__ACTIVITY__.
Going down the data below, set down exactly the line with "TARGET: palm tree" and each line after it through the line with "TARGET: wet rock face"; no other lines.

Stored data entries:

-------------------------

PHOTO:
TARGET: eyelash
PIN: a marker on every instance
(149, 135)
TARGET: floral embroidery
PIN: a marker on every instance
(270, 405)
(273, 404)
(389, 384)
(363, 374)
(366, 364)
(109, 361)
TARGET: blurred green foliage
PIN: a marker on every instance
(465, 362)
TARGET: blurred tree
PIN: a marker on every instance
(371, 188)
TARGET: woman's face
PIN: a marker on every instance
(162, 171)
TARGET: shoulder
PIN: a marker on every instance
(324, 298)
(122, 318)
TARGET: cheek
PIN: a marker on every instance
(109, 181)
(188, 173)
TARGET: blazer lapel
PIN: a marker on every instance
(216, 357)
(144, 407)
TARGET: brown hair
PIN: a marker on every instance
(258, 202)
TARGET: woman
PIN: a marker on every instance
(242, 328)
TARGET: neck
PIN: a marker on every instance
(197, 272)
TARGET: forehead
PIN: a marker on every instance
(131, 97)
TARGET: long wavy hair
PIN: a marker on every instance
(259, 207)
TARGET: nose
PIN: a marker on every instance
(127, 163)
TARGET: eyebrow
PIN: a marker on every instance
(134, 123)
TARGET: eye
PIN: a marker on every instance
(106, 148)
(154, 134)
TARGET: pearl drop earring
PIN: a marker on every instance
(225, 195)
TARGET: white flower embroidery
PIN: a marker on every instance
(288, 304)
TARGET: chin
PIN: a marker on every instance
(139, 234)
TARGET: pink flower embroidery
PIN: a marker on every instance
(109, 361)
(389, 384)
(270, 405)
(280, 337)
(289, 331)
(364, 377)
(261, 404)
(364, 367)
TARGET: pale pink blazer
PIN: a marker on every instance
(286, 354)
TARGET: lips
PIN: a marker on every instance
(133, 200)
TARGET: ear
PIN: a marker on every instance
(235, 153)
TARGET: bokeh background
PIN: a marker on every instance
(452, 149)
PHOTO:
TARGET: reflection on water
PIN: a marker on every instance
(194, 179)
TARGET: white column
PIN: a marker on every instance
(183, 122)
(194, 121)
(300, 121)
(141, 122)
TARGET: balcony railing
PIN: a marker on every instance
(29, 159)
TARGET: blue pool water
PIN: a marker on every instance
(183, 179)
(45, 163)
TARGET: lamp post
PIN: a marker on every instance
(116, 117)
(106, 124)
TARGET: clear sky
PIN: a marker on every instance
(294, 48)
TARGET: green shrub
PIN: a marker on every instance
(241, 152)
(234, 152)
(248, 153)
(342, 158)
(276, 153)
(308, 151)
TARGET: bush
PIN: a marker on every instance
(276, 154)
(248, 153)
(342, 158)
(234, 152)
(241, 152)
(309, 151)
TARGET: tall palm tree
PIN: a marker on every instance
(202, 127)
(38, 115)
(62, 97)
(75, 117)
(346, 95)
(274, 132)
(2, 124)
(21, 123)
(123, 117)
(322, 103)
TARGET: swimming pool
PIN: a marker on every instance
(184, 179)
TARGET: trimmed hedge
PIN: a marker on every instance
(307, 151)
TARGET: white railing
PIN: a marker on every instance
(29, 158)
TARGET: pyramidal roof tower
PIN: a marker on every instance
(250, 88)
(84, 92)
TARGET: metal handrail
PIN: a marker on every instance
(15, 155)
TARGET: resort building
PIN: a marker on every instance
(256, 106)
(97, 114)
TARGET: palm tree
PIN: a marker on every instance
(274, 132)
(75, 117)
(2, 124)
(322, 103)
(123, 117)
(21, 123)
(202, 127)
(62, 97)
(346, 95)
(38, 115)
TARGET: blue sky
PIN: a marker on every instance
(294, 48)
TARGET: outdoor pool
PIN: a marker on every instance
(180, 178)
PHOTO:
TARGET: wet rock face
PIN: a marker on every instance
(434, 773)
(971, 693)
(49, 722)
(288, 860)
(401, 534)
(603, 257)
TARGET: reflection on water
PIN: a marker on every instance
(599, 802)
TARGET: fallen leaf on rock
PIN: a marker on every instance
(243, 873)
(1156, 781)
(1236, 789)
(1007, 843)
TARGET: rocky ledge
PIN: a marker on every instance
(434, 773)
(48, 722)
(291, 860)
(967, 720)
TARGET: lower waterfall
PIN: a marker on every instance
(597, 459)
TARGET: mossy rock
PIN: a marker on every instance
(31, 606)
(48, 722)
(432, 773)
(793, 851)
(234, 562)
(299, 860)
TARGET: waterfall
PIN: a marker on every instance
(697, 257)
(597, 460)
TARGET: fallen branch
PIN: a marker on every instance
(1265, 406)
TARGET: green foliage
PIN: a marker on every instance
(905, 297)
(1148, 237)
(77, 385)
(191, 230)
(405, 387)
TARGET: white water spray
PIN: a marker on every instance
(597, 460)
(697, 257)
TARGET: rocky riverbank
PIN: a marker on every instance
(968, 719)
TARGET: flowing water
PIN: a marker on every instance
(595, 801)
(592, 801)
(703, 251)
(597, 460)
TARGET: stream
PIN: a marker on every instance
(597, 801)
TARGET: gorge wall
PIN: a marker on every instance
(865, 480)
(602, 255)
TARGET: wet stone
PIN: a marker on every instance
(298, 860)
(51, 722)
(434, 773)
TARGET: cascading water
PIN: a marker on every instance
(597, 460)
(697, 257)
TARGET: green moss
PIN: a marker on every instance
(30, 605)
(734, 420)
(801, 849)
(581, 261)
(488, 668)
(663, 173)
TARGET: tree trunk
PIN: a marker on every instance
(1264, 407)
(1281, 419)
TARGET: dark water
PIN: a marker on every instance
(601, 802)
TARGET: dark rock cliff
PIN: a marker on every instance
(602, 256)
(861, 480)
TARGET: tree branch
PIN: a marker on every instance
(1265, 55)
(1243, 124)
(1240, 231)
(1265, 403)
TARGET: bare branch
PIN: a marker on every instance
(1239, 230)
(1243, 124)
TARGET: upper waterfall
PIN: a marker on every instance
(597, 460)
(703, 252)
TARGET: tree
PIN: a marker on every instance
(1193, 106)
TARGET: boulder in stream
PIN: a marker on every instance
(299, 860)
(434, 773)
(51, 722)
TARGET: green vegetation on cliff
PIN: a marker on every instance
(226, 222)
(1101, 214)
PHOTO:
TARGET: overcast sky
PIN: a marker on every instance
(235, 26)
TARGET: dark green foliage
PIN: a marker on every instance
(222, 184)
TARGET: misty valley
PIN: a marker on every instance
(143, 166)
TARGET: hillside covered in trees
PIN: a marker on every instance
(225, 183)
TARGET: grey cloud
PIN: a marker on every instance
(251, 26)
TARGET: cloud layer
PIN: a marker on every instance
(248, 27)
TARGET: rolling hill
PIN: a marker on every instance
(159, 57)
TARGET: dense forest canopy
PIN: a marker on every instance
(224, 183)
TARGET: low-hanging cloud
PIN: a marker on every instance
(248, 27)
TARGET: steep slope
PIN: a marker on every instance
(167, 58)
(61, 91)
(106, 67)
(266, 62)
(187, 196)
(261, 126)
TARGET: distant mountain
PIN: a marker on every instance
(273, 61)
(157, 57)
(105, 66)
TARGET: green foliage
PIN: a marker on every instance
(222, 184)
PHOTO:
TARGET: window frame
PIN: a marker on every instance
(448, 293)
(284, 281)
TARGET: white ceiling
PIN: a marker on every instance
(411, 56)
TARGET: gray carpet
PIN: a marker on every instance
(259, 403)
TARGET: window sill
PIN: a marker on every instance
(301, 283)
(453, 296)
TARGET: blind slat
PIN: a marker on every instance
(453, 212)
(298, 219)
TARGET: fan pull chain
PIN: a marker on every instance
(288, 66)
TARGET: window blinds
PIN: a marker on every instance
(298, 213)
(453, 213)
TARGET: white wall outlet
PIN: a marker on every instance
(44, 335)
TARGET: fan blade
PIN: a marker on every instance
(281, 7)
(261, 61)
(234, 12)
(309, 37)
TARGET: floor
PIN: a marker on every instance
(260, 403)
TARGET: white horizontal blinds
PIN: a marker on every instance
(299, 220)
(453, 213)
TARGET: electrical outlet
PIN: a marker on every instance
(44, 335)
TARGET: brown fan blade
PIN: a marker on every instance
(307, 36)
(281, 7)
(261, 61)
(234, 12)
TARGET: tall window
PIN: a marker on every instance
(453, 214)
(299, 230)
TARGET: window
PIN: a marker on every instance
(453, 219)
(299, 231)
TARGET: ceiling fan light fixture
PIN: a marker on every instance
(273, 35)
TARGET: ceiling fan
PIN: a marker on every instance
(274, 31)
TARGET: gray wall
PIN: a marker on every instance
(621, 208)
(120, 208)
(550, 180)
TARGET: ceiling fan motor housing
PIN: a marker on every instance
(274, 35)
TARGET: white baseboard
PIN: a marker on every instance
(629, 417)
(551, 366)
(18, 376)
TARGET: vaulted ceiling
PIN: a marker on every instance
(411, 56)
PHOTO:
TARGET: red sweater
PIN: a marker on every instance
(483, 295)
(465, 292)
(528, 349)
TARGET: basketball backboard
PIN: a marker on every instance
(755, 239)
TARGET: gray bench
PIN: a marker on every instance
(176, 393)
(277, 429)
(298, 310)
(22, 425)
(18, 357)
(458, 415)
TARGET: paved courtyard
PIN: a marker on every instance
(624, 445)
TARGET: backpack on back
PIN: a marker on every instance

-------------------------

__RESPONSE TO THE EXERCISE__.
TARGET: palm tree
PIN: a marker on every instance
(274, 132)
(75, 117)
(2, 124)
(322, 103)
(123, 117)
(21, 123)
(202, 127)
(62, 97)
(346, 95)
(38, 115)
TARGET: blue sky
PIN: a marker on every instance
(294, 48)
TARGET: outdoor pool
PIN: a marker on every instance
(180, 178)
PHOTO:
TARGET: wet rock face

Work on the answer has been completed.